- [INFORMATION PROVIDED]:

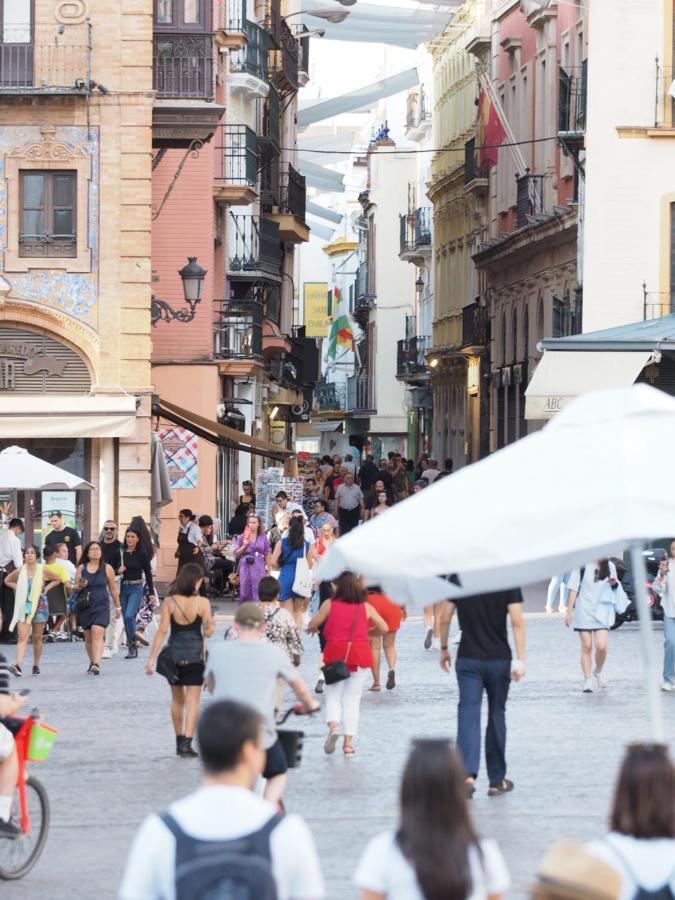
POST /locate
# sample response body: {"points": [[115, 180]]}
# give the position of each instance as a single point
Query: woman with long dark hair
{"points": [[436, 853], [292, 547], [641, 843], [252, 550], [186, 618], [93, 580], [346, 619], [591, 612], [134, 569]]}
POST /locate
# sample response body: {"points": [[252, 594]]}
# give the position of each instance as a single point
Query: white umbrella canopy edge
{"points": [[20, 470]]}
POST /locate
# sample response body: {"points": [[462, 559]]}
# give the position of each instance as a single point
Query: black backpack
{"points": [[662, 893], [239, 869]]}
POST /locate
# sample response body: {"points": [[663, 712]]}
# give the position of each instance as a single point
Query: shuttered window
{"points": [[48, 204]]}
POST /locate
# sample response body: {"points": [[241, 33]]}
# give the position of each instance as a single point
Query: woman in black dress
{"points": [[186, 618], [93, 579]]}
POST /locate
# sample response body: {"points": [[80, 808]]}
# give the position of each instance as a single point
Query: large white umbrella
{"points": [[21, 471], [595, 480]]}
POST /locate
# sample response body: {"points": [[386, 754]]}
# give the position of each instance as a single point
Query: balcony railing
{"points": [[475, 325], [417, 110], [238, 330], [284, 61], [49, 69], [411, 357], [572, 94], [293, 192], [269, 118], [254, 246], [183, 66], [473, 168], [330, 396], [415, 228], [360, 392], [237, 155], [252, 58]]}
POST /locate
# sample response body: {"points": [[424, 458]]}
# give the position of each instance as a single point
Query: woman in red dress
{"points": [[393, 615], [346, 619]]}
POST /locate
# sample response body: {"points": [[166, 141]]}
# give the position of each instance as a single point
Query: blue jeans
{"points": [[473, 677], [669, 649], [130, 598]]}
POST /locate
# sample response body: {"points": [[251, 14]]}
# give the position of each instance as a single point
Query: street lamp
{"points": [[192, 275]]}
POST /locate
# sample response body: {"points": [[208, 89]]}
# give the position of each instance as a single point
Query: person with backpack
{"points": [[246, 849], [641, 844]]}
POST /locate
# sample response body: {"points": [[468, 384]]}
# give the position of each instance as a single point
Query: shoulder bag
{"points": [[338, 669]]}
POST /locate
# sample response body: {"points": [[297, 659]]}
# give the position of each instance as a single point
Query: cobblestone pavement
{"points": [[114, 759]]}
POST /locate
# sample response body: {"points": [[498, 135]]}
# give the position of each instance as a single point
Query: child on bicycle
{"points": [[10, 704]]}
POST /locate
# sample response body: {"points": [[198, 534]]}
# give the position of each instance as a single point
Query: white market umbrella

- [PROBLEM TO SOLVE]:
Each entry gets copied exactly; the pictures stay out.

- [SOLUTION TO THE EXERCISE]:
POST /locate
# sample response body: {"points": [[115, 180]]}
# give the position of each instance as a single point
Query: woman with long dark hair
{"points": [[436, 853], [292, 547], [641, 843], [252, 550], [186, 618], [93, 580], [346, 619], [591, 612], [134, 569]]}
POST /locate
# sample response body: {"points": [[252, 594]]}
# give the position of each instance as a single point
Query: white umbrella canopy edge
{"points": [[20, 470]]}
POST /locate
# sample response body: {"points": [[462, 559]]}
# give the position of each instance as a single point
Query: black backpack
{"points": [[662, 893], [239, 869]]}
POST /locate
# sample response body: {"points": [[663, 712]]}
# give the position of each instance as a single point
Query: shuttered window
{"points": [[48, 204]]}
POST /locate
# sample response body: {"points": [[241, 33]]}
# give the position of each instance as a single point
Query: woman in black dress
{"points": [[186, 618], [93, 579]]}
POST /locate
# sample response body: {"points": [[80, 808]]}
# give the position of each instance as a single point
Query: large white umbrella
{"points": [[21, 471], [595, 480]]}
POST /locate
# sample response body: {"points": [[386, 754]]}
# give the position of each instance as a single point
Query: balcony railing
{"points": [[475, 325], [417, 110], [238, 330], [284, 61], [49, 69], [411, 357], [572, 94], [293, 192], [269, 118], [254, 246], [183, 66], [473, 168], [330, 396], [415, 228], [360, 392], [237, 155], [252, 58]]}
POST /locate
# sample response body: {"points": [[424, 458]]}
# give the position of each instance as a single point
Query: woman in red dress
{"points": [[393, 615], [346, 619]]}
POST /locate
# sample response body: {"points": [[166, 141]]}
# give the position of each instance as a single point
Query: blue jeans
{"points": [[473, 677], [669, 649], [130, 598]]}
POST /locate
# sample response body: {"points": [[251, 14]]}
# give the position of each instance as a single point
Query: street lamp
{"points": [[192, 275]]}
POST /locate
# sample response body: {"points": [[208, 89]]}
# give the position of each instance as a single point
Query: person with backpack
{"points": [[246, 849], [641, 844]]}
POST /locate
# sample response body: {"points": [[468, 384]]}
# give the position of each instance as a single point
Query: shoulder bag
{"points": [[338, 669]]}
POST /locate
# sample response body: {"points": [[297, 659]]}
# give the position of each instance as a single point
Query: cobblestone pavement
{"points": [[114, 759]]}
POST /locate
# sample response body: {"points": [[498, 135]]}
# give the position of each instance as a single point
Query: child on bicycle
{"points": [[10, 704]]}
POST /locate
# sample response body: {"points": [[198, 534]]}
# give the position of each instance as a single point
Query: white market umbrella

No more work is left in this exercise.